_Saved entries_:

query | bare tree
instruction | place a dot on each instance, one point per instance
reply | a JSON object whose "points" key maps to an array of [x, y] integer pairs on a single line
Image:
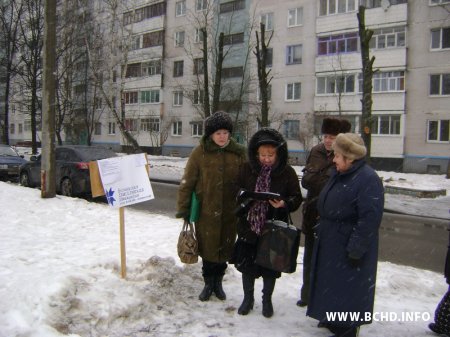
{"points": [[10, 16], [31, 41], [263, 73], [106, 52], [367, 73]]}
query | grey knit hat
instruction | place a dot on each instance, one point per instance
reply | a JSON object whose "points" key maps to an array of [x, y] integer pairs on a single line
{"points": [[351, 145], [218, 120], [334, 126]]}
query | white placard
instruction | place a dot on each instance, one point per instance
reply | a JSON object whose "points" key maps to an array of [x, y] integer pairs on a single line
{"points": [[125, 180]]}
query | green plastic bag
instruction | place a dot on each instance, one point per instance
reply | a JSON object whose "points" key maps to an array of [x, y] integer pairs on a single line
{"points": [[195, 208]]}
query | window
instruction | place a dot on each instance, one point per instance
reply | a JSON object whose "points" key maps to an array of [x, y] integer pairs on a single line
{"points": [[294, 54], [198, 35], [392, 37], [178, 68], [131, 124], [440, 38], [133, 70], [267, 20], [438, 130], [179, 39], [150, 96], [180, 8], [232, 6], [329, 7], [177, 128], [177, 98], [153, 39], [198, 97], [233, 39], [201, 5], [151, 68], [386, 125], [335, 84], [197, 129], [291, 129], [293, 91], [335, 44], [150, 124], [135, 42], [386, 81], [111, 128], [232, 72], [269, 94], [295, 17], [440, 84], [98, 128], [198, 66], [131, 97]]}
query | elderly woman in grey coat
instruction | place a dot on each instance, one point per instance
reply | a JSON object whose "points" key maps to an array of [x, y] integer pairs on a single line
{"points": [[211, 172], [345, 255]]}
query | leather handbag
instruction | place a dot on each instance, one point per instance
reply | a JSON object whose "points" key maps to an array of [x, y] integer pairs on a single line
{"points": [[278, 246], [187, 244]]}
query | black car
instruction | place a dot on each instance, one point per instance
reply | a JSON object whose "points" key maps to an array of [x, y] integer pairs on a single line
{"points": [[72, 168], [10, 162]]}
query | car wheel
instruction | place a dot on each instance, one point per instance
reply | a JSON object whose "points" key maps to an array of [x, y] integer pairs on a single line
{"points": [[25, 179], [66, 187]]}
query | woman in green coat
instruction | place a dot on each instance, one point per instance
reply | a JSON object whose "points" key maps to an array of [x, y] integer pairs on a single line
{"points": [[211, 172]]}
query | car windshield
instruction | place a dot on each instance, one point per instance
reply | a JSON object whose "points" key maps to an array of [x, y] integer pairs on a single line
{"points": [[95, 153], [7, 152]]}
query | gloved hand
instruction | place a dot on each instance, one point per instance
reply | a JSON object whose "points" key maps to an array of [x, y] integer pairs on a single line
{"points": [[184, 215], [354, 263]]}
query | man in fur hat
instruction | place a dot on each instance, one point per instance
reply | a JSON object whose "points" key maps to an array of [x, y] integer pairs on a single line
{"points": [[315, 175]]}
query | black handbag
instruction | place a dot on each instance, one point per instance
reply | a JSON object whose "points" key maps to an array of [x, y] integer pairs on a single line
{"points": [[278, 246]]}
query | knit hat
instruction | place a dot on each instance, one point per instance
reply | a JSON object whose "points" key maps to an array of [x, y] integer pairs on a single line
{"points": [[218, 120], [334, 126], [351, 145]]}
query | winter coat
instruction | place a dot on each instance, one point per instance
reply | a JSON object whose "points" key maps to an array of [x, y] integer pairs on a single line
{"points": [[315, 175], [211, 171], [447, 260], [284, 180], [350, 207]]}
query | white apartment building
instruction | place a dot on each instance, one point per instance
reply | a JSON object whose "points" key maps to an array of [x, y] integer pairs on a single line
{"points": [[315, 70]]}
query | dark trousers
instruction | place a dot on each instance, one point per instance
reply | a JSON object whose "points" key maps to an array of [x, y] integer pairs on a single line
{"points": [[442, 315], [307, 257], [210, 269]]}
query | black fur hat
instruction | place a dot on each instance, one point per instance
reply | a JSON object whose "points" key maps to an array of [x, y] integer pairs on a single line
{"points": [[334, 126], [268, 136], [218, 120]]}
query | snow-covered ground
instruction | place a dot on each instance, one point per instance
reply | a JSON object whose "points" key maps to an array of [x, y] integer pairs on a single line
{"points": [[60, 276]]}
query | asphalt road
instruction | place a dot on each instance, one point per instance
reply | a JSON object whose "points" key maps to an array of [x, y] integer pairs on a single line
{"points": [[407, 240]]}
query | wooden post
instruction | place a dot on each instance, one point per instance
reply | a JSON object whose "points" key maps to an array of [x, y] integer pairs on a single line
{"points": [[123, 257]]}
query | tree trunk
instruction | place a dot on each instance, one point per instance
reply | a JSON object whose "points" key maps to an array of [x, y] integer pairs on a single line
{"points": [[48, 166], [218, 78], [367, 72]]}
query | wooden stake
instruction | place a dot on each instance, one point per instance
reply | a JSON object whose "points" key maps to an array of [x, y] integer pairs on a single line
{"points": [[123, 257]]}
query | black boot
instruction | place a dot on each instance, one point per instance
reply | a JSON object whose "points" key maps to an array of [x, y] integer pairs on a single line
{"points": [[218, 290], [208, 289], [248, 284], [269, 285]]}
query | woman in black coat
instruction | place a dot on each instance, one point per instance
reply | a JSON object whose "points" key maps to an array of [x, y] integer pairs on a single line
{"points": [[266, 171], [441, 324], [345, 255]]}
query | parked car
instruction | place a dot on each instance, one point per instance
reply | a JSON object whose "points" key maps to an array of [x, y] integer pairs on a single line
{"points": [[72, 168], [10, 162]]}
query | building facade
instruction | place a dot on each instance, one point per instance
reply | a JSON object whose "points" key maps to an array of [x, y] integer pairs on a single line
{"points": [[314, 65]]}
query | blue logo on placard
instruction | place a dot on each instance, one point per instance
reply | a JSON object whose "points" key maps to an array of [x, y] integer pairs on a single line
{"points": [[110, 196]]}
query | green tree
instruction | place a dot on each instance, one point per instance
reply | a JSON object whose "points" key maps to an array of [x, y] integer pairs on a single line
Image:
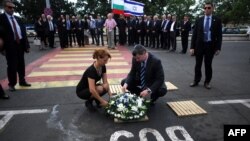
{"points": [[31, 9]]}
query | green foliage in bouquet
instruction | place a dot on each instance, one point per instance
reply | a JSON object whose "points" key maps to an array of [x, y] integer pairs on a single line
{"points": [[127, 106]]}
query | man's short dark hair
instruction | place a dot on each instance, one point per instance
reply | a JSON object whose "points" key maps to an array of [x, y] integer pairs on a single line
{"points": [[6, 1], [138, 50], [209, 3]]}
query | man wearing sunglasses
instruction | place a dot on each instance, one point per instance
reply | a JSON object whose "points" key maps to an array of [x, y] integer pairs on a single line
{"points": [[206, 42], [15, 44]]}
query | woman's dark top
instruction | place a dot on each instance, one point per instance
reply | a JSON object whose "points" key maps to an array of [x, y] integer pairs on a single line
{"points": [[92, 73]]}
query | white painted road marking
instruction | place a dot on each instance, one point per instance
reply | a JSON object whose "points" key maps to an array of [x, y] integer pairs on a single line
{"points": [[171, 132], [9, 114], [245, 102]]}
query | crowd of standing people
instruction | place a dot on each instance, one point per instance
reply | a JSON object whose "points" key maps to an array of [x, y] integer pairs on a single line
{"points": [[150, 31]]}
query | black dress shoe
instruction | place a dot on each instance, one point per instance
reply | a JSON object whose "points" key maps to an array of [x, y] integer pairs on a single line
{"points": [[12, 88], [89, 105], [194, 84], [97, 103], [207, 86], [24, 84], [4, 96]]}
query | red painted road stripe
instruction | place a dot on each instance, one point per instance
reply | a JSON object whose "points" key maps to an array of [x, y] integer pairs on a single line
{"points": [[34, 66]]}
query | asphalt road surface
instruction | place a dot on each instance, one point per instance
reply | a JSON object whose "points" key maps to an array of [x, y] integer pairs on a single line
{"points": [[52, 111]]}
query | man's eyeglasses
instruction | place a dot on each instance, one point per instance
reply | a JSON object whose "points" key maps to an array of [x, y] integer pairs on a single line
{"points": [[207, 7], [10, 7]]}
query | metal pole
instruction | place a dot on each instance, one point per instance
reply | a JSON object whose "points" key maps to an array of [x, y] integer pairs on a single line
{"points": [[47, 3]]}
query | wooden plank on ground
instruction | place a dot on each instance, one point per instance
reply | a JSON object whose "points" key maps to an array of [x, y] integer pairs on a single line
{"points": [[116, 120], [186, 108]]}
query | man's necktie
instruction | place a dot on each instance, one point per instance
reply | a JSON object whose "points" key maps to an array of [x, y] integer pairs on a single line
{"points": [[51, 26], [206, 29], [15, 30], [142, 75]]}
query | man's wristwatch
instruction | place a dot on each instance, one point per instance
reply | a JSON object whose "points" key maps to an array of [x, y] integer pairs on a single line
{"points": [[149, 91]]}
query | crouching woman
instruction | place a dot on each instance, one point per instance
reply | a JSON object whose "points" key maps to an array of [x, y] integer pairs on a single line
{"points": [[94, 84]]}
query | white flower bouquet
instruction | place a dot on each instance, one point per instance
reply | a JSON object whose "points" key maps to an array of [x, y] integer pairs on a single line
{"points": [[127, 106]]}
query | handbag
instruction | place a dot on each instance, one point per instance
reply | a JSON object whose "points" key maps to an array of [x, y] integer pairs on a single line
{"points": [[37, 41]]}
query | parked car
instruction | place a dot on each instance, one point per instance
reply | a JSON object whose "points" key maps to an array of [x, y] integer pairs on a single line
{"points": [[30, 30], [231, 30], [244, 29]]}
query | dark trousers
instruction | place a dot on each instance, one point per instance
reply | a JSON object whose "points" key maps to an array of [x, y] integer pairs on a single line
{"points": [[93, 35], [80, 37], [207, 54], [173, 40], [147, 36], [155, 38], [122, 37], [15, 64], [69, 38], [136, 90], [1, 90], [100, 37], [167, 40], [184, 43], [131, 37], [162, 39], [51, 39], [74, 36]]}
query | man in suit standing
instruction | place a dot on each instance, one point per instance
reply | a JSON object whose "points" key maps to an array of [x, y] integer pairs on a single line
{"points": [[146, 76], [15, 44], [51, 31], [3, 95], [206, 42], [80, 31], [185, 28]]}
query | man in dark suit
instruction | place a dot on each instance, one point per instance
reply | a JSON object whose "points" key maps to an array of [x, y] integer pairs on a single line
{"points": [[185, 28], [146, 76], [80, 31], [15, 44], [206, 42], [166, 32], [51, 28], [3, 95], [155, 31]]}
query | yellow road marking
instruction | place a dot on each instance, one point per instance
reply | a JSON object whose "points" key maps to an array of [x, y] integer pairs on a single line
{"points": [[81, 59], [75, 72], [58, 84], [171, 86], [82, 55], [84, 51], [81, 64]]}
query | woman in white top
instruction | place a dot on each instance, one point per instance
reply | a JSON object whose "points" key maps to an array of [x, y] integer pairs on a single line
{"points": [[110, 24]]}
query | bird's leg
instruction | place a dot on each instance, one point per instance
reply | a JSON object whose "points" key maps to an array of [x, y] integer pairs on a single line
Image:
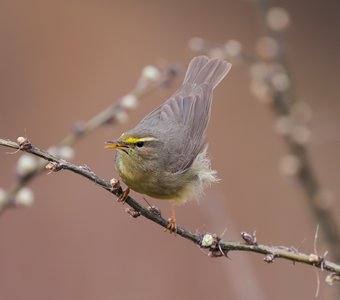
{"points": [[152, 208], [122, 198], [172, 221]]}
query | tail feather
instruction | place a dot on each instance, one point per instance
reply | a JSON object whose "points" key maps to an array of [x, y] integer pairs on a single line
{"points": [[206, 70]]}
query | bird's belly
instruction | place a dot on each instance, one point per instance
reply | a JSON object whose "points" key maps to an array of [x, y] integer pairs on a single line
{"points": [[171, 186]]}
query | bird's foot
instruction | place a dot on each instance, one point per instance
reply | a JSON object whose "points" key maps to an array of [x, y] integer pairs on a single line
{"points": [[171, 227], [122, 198]]}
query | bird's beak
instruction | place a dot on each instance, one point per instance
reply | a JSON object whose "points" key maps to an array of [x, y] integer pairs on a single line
{"points": [[115, 144]]}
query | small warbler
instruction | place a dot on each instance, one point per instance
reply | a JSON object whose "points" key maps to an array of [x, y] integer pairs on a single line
{"points": [[165, 155]]}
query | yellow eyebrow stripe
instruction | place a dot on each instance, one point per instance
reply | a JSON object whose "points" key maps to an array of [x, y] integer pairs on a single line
{"points": [[132, 140]]}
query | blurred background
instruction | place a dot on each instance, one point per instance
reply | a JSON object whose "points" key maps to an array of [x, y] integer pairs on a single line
{"points": [[64, 61]]}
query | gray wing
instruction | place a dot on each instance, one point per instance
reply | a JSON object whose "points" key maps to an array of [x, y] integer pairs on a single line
{"points": [[188, 110], [191, 113]]}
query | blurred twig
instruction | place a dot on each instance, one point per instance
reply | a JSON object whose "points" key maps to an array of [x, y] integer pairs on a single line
{"points": [[215, 246], [150, 80], [272, 83]]}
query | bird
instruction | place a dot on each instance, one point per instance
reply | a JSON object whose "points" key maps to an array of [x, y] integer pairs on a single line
{"points": [[165, 155]]}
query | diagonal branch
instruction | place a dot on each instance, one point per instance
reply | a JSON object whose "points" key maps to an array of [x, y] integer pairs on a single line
{"points": [[215, 246], [145, 85]]}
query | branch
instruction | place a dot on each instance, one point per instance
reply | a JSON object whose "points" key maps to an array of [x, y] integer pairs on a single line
{"points": [[215, 246], [272, 83], [149, 81]]}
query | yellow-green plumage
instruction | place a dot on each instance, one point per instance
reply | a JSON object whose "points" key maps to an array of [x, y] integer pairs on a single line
{"points": [[165, 155]]}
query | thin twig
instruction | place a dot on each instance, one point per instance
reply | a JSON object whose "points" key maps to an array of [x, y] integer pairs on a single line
{"points": [[143, 87], [215, 246]]}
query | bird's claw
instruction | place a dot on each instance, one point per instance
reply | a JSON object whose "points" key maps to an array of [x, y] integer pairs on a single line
{"points": [[122, 198], [171, 227]]}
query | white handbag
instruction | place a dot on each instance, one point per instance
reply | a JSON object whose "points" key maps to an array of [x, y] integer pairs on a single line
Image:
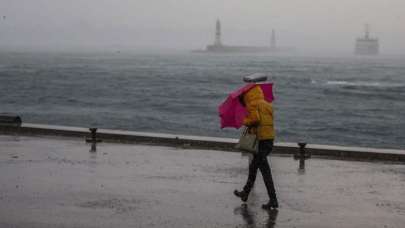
{"points": [[247, 142]]}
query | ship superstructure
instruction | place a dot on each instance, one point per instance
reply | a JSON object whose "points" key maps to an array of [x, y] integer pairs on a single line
{"points": [[367, 45]]}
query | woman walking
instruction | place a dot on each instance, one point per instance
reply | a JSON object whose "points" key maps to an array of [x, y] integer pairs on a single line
{"points": [[260, 122]]}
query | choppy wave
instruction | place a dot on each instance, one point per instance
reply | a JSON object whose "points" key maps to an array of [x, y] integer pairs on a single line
{"points": [[365, 84], [320, 100]]}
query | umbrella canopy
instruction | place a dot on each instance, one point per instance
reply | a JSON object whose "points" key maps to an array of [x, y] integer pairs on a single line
{"points": [[232, 112]]}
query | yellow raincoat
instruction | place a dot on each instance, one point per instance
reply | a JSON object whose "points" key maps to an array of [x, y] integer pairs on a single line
{"points": [[260, 114]]}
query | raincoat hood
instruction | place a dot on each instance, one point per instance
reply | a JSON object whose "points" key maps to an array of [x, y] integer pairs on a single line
{"points": [[253, 95]]}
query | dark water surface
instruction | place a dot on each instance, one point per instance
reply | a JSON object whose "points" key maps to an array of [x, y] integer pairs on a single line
{"points": [[340, 100]]}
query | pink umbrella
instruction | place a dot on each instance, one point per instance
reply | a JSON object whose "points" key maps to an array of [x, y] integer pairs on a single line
{"points": [[232, 112]]}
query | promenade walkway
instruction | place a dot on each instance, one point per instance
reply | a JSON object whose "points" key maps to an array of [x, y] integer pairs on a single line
{"points": [[56, 182]]}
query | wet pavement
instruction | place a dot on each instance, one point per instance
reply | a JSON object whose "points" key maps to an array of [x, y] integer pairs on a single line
{"points": [[57, 182]]}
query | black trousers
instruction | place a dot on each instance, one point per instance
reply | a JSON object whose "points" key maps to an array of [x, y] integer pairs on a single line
{"points": [[260, 162]]}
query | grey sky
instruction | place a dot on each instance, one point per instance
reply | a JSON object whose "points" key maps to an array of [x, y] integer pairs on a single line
{"points": [[310, 25]]}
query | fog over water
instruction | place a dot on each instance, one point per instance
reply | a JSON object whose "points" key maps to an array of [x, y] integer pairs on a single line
{"points": [[320, 26]]}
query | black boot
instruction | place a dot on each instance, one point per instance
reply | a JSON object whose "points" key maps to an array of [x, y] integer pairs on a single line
{"points": [[241, 194], [272, 204]]}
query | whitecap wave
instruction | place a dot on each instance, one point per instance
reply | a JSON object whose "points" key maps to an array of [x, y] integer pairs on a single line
{"points": [[364, 84]]}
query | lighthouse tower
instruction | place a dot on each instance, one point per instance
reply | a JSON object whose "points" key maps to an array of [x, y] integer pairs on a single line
{"points": [[367, 45], [218, 41], [273, 41]]}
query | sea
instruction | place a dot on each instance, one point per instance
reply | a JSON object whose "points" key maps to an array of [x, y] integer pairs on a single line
{"points": [[334, 100]]}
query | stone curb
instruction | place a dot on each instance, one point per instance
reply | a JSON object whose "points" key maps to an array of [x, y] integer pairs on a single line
{"points": [[197, 142]]}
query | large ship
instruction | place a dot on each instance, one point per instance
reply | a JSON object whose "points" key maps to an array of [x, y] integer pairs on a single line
{"points": [[367, 45], [219, 47]]}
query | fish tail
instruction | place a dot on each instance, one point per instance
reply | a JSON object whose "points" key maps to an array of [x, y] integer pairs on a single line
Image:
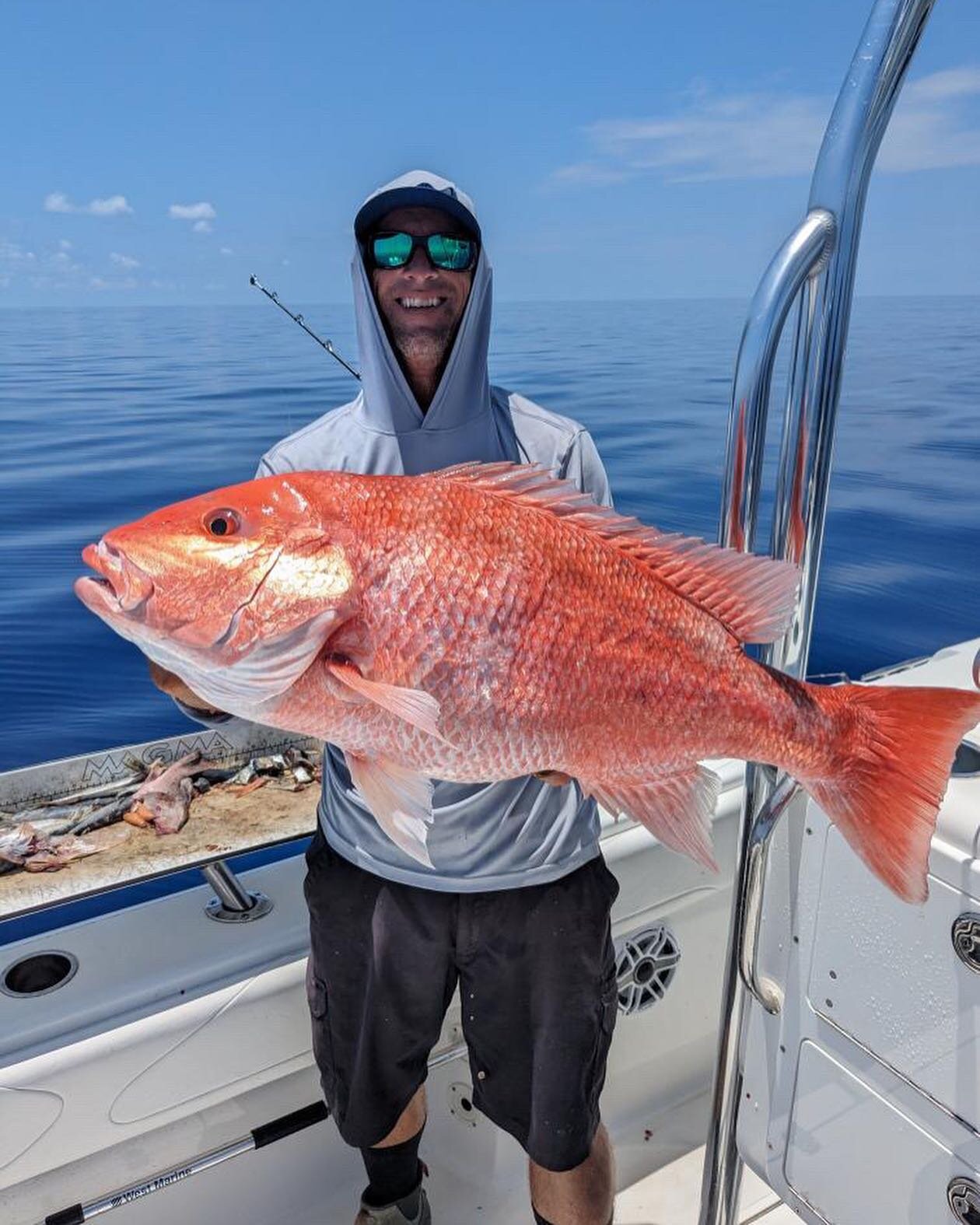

_Given exercise_:
Output exactly the lines from the line with "query | wet pavement" to the last line of the records, including both, and leave every picture out.

_Exercise response_:
query | wet pavement
instruction | place a dot on each instance, one point per instance
reply | a JSON object whose "points" key maps to an array of [x, y] integer pairs on a single line
{"points": [[57, 182]]}
query | black trousers
instruction | place a dot on each instance, one point per instance
reply | a JSON object whose "points" key maps to an array of [x, y] integer pairs on a single line
{"points": [[260, 162]]}
query | grey sky
instruction | place a dot on each instance, one point per instance
reply | a JSON object whose "points" key maps to an array of [x, y] integer pairs on a single line
{"points": [[310, 25]]}
query | fog over water
instruction | place a dot on each instance, one point per instance
reply | a JSON object whose "points" key maps to an array of [x, y] integer pairs on a single line
{"points": [[320, 26]]}
query | black boot
instruction | place a dot on each instance, one point per instance
reply | a JSON object whose "points" key maps to an array of [x, y] integer pairs on a single line
{"points": [[241, 194], [272, 204]]}
query | whitecap wave
instruction | place a dot on each instance, one point per instance
reply | a JSON object whose "points" key maps to an array of [x, y] integer pairs on a single line
{"points": [[364, 84]]}
query | lighthouse tower
instruction | place a dot on each instance, one point per instance
reply | a JSON object whose "points" key maps to an array of [x, y] integer pairs on a single line
{"points": [[367, 45], [218, 41], [273, 41]]}
query | sea
instruction | place a dot on each instance, one point per instance
reply | a JSON object whose "points" key maps to an array of [x, y] integer pairs on a single line
{"points": [[334, 100]]}
query | stone curb
instruction | place a dot on each instance, one point per instance
reply | a JSON object whose "points" key maps to an array of [x, y] integer pairs on a single line
{"points": [[197, 142]]}
query | large ship
instruction | place a dot on each instance, one point per instance
reply | a JSON object whose "points" key maps to an array of [x, y] integer pairs on a single line
{"points": [[367, 45], [219, 47]]}
query | fish tail
instruction | place a dot on each instance, one point per instance
reply | a JSON object whose "points" key maps to an array of [x, y] integer pairs on a single line
Image:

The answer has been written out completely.